== Article ==
Voilà les principaux objets que nous offre le vaste empire de la mer ; des milliers d’habitants de différentes espèces en peuplent toute l’étendue : les uns, couverts d’écaillés légères, en traversent avec rapidité les différents pays ; d’autres, chargés d’une épaisse coquille, se traînent pesamment et marquent avec lenteur leur route sur le sable ; d’autres, à qui la nature a donné des nageoires en forme d’ailes, s’en servent pour s’élever et se soutenir dans les airs ; d’autres enfin, à qui tout mouvement a été refusé, croissent et vivent attachés aux rochers ; tous trouvent dans cet élément leur pâture ; le fond de la mer produit abondamment des plantes, des mousses et des végétations encore plus singulières ; le terrain de la mer est de sable, de gravier, souvent de vase, quelquefois de terre ferme, de coquillages, de rochers, et partout il ressemble à la terre que nous habitons.
===
== Données extraites ==
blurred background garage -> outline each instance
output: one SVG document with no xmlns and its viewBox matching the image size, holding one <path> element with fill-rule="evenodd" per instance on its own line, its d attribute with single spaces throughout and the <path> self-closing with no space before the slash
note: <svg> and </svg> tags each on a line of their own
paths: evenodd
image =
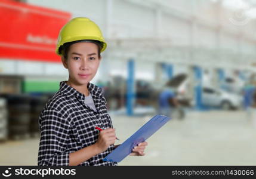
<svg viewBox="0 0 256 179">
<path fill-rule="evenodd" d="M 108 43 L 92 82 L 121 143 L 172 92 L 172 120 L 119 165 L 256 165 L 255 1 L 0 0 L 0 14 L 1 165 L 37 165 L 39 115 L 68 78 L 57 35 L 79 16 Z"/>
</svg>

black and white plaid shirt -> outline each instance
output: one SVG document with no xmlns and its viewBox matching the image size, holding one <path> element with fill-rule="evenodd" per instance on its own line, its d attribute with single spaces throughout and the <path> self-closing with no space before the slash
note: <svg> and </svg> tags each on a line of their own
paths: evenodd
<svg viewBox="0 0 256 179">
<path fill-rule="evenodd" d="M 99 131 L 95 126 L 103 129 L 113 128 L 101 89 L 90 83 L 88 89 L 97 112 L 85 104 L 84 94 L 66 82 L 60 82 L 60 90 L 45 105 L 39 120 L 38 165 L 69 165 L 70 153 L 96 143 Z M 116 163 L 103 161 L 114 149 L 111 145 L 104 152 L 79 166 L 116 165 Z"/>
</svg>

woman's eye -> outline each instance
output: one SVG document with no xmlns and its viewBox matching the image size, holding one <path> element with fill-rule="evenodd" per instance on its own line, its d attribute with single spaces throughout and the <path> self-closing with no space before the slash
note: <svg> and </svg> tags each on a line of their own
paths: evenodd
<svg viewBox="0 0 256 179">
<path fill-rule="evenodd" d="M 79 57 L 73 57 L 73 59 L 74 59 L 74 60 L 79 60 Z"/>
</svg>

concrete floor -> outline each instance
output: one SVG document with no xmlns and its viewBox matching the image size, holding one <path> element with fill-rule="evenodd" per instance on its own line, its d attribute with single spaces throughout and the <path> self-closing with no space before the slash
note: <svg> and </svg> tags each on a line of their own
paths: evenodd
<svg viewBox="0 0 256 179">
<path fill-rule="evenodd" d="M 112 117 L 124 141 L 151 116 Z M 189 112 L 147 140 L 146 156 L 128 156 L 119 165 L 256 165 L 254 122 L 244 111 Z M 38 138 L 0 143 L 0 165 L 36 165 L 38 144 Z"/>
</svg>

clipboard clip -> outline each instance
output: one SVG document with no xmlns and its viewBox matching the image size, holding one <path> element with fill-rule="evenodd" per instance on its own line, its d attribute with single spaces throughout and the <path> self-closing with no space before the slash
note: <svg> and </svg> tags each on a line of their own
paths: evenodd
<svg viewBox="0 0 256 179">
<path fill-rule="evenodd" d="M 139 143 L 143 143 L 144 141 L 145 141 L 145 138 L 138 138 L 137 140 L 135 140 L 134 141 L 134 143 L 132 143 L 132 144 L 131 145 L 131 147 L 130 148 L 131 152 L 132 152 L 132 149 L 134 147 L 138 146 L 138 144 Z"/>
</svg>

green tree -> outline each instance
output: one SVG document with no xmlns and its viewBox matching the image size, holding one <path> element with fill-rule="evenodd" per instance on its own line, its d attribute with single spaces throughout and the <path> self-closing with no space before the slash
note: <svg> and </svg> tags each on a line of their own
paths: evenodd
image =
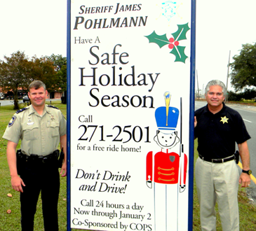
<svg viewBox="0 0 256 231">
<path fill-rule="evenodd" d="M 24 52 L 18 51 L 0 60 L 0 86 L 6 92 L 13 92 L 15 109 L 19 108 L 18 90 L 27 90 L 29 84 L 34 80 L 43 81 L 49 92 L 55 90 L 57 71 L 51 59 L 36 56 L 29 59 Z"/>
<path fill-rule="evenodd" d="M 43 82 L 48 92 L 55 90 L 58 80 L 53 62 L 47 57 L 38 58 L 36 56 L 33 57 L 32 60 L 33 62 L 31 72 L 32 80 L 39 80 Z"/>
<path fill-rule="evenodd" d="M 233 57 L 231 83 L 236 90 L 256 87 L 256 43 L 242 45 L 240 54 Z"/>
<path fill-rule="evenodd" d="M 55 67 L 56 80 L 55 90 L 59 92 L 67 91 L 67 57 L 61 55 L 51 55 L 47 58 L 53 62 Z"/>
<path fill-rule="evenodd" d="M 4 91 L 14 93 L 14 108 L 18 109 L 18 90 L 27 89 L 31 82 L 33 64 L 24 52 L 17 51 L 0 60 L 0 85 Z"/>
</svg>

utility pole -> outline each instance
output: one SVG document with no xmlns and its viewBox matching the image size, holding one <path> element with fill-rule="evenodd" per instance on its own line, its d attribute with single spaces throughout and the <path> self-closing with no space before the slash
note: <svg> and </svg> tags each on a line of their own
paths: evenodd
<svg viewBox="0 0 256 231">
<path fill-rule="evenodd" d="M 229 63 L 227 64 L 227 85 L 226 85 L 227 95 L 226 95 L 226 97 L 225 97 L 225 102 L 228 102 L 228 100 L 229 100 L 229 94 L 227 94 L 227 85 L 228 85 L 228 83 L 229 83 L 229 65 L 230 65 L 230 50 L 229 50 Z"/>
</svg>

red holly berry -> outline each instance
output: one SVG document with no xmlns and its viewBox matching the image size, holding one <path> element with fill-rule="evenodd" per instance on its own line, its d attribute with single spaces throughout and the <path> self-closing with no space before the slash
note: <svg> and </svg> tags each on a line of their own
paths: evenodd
===
== Données extraites ==
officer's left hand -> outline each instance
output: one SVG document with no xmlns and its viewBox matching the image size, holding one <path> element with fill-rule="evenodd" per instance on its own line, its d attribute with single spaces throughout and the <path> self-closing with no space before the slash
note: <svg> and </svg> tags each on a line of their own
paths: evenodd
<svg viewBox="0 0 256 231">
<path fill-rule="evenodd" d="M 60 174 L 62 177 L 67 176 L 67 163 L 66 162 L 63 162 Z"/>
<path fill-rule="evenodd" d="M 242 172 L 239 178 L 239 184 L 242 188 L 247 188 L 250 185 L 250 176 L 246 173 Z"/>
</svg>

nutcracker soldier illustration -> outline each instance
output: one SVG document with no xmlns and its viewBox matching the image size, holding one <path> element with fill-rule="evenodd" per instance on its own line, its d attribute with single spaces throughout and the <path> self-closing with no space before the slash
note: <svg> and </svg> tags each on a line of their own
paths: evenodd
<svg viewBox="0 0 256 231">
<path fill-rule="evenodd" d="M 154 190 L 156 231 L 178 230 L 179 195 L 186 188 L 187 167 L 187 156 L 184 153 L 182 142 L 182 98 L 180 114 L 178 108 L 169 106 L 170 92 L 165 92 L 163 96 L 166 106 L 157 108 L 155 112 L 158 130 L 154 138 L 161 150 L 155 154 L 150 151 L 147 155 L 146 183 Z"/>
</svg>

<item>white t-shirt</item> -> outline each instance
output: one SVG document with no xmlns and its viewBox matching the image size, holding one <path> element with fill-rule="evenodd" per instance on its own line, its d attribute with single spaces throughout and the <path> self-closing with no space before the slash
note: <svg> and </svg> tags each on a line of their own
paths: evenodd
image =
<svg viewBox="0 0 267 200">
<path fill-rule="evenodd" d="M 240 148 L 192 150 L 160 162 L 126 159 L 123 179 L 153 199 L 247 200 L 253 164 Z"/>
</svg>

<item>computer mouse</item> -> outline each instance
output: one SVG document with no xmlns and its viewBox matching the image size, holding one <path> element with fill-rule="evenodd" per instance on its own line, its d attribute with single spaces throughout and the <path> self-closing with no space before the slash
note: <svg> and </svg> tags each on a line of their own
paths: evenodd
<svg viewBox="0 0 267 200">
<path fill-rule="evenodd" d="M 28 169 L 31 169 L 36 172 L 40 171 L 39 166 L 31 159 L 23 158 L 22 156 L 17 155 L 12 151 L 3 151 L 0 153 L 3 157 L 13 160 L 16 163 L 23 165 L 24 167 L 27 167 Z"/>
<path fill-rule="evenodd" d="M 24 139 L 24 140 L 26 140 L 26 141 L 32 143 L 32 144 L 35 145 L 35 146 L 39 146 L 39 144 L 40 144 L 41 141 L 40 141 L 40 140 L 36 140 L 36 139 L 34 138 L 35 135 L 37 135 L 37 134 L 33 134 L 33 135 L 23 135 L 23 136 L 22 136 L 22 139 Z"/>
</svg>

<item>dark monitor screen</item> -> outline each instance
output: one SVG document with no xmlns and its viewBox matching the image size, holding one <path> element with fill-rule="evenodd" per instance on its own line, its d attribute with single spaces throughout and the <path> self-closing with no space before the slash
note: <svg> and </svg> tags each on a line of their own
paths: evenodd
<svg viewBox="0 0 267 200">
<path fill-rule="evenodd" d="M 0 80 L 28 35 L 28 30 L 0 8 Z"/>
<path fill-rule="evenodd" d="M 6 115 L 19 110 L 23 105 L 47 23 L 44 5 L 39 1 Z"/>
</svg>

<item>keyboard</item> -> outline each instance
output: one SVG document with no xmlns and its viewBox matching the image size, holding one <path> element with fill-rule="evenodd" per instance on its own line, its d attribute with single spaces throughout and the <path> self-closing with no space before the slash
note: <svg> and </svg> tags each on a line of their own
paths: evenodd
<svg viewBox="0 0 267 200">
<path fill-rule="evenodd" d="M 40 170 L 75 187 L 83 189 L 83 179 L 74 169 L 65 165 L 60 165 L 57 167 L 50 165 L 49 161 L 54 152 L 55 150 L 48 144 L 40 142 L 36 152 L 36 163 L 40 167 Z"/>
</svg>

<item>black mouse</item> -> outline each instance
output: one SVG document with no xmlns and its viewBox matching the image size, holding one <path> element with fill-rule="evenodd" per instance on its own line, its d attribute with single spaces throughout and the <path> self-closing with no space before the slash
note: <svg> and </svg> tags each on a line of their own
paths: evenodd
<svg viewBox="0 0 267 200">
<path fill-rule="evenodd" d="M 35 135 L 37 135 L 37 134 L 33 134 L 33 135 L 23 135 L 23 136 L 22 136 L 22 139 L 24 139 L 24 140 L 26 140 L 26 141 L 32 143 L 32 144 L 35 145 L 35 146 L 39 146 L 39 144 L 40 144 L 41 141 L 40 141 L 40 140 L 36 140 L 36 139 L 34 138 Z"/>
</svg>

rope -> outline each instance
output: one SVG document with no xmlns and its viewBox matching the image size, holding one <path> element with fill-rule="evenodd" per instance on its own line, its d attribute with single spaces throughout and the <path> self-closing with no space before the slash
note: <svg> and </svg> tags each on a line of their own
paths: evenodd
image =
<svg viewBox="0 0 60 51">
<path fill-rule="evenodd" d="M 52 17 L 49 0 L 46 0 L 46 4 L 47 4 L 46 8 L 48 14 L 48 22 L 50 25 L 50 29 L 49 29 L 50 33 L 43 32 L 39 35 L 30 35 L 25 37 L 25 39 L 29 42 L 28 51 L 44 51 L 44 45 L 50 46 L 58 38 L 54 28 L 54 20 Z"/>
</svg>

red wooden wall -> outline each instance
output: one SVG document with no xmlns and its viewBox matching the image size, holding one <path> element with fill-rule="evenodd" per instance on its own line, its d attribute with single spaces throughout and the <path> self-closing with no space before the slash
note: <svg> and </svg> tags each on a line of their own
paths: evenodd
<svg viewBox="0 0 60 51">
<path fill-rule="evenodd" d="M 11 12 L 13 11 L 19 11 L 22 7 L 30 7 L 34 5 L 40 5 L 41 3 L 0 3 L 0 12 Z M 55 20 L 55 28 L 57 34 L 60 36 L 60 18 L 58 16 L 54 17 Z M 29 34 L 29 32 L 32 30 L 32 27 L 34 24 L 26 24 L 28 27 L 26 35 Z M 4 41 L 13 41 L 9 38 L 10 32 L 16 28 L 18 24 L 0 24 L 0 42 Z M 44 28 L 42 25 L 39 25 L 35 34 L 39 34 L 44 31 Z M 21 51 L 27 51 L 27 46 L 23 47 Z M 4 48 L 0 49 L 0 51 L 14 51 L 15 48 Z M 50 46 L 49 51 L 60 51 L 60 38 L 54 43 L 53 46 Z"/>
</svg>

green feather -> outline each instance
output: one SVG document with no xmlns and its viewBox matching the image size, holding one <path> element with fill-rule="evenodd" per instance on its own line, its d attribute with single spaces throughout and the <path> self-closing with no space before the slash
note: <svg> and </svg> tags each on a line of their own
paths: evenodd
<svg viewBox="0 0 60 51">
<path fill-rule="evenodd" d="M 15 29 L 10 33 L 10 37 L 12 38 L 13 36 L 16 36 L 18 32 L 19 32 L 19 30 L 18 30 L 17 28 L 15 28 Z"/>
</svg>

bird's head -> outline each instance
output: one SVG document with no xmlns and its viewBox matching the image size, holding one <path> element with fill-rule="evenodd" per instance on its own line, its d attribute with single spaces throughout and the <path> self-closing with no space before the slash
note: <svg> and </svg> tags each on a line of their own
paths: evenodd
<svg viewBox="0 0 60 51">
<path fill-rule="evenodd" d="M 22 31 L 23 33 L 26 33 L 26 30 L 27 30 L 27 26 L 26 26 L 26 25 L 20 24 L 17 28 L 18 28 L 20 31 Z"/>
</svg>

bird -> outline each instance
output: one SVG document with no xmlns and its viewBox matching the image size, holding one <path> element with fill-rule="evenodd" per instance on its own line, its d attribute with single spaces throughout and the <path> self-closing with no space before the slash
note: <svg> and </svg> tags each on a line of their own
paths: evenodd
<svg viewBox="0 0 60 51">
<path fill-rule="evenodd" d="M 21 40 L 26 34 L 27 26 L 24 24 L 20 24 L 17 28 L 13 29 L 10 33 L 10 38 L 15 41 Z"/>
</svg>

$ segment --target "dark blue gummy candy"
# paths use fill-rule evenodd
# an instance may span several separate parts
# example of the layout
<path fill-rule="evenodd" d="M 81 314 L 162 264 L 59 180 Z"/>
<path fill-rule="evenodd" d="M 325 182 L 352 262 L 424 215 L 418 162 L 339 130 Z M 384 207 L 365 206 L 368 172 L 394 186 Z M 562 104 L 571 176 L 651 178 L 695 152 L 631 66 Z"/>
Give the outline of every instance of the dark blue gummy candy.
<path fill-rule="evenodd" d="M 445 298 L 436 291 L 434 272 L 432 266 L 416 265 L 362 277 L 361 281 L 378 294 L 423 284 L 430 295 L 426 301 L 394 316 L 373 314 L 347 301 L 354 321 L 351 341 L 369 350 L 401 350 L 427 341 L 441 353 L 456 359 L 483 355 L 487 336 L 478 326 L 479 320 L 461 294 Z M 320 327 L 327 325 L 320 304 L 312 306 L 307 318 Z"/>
===
→ **Consigne**
Pour chaque phrase ci-dessous, dites si elle est en accord avec l'article sur la mer. Répondez par oui ou non, puis recopiez les mots de l'article qui le montrent.
1. Certains habitants de la mer passent leur vie fixés aux rochers.
2. Le fond de la mer ne produit presque aucune plante.
3. Le terrain de la mer ne ressemble en rien à la terre que nous habitons.

→ **Réponse attendue**
1. Oui : « croissent et vivent attachés aux rochers ».
2. Non : « le fond de la mer produit abondamment des plantes ».
3. Non : « partout il ressemble à la terre que nous habitons ».